— Start SOURCE EXCERPT —

IRS Documents Show How the Renegade Tax Agency Used Donor Lists to Steer Audits
Judicial Watch has released more blockbuster documents from the Internal Revenue Service (IRS) that confirm that the IRS used donor lists of tax-exempt organizations to target those donors for audits. The documents also show that IRS officials specifically highlighted how the U.S. Chamber of Commerce may come under “high scrutiny” from the IRS. We forced these records out through a Freedom of Information lawsuit seeking documents about the selection of individuals for audit-based application information on donor lists submitted by Tea Party and other 501(c)(4) tax-exempt organizations.
In a letter dated September 28, 2010, then-Democrat Senate Finance Committee Chairman Max Baucus (D-MT) informs then-IRS Commissioner Douglas Shulman: “I request that you and your agency survey major 501(c)(4), (c)(5) and (c)(6) organizations …” In reply, in a letter dated February 17, 2011, Shulman writes: “In the work plan of the Exempt Organizations Division, we announced that beginning in FY2011, we are increasing our focus on section 501(c)(4), (5) and (6) organizations.”
Sure enough, in 2010, after receiving Baucus’ letter, the IRS considered the issue of auditing donors to 501(c)(4) organizations, alleging that a 35 percent gift tax would be due on donations in excess of $13,000. The documents show that the IRS wanted to cross-check donor lists from 501(c)(4) organizations against gift tax filings and commence audits against taxpayers based on this information.

— End SOURCE EXCERPT —
— Start INFORMATION PROVIDED —

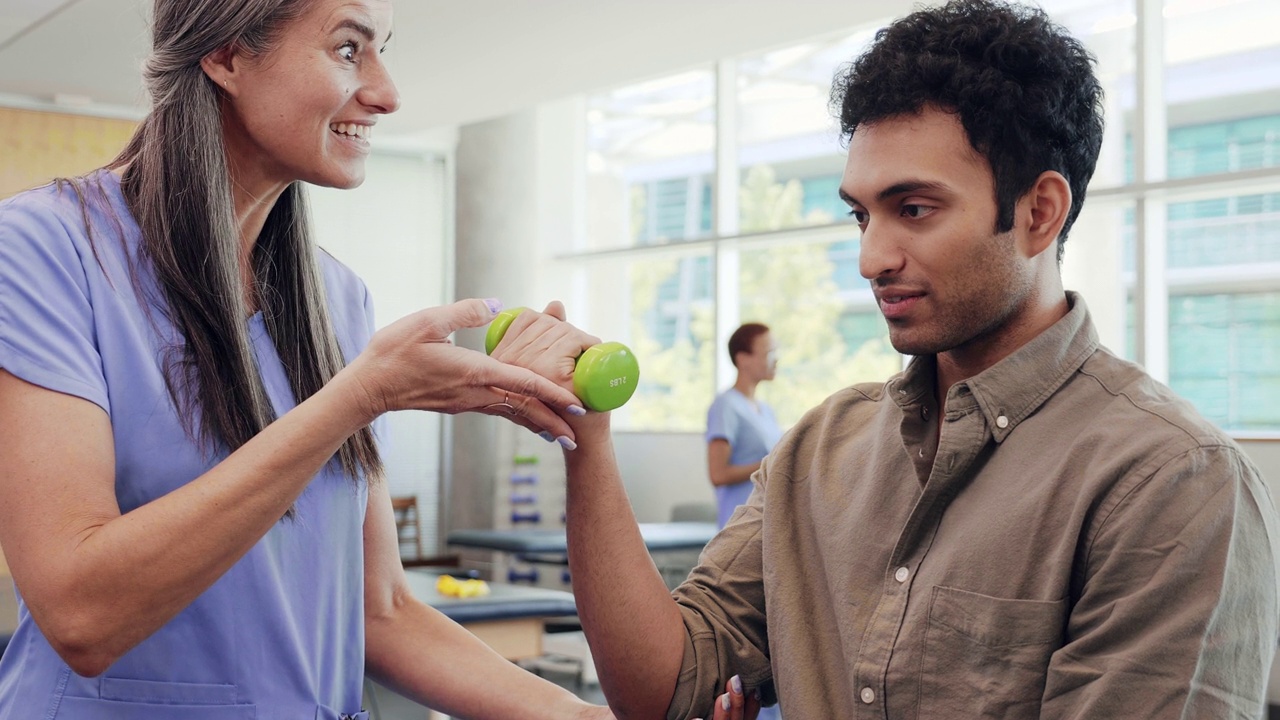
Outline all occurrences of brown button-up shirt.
[668,295,1280,720]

— End INFORMATION PROVIDED —

Reproduce the passage of the IRS audit article from "In a letter dated September" to "on this information.", word for word.

> _TASK SOLUTION_:
In a letter dated September 28, 2010, then-Democrat Senate Finance Committee Chairman Max Baucus (D-MT) informs then-IRS Commissioner Douglas Shulman: “I request that you and your agency survey major 501(c)(4), (c)(5) and (c)(6) organizations …” In reply, in a letter dated February 17, 2011, Shulman writes: “In the work plan of the Exempt Organizations Division, we announced that beginning in FY2011, we are increasing our focus on section 501(c)(4), (5) and (6) organizations.”
Sure enough, in 2010, after receiving Baucus’ letter, the IRS considered the issue of auditing donors to 501(c)(4) organizations, alleging that a 35 percent gift tax would be due on donations in excess of $13,000. The documents show that the IRS wanted to cross-check donor lists from 501(c)(4) organizations against gift tax filings and commence audits against taxpayers based on this information.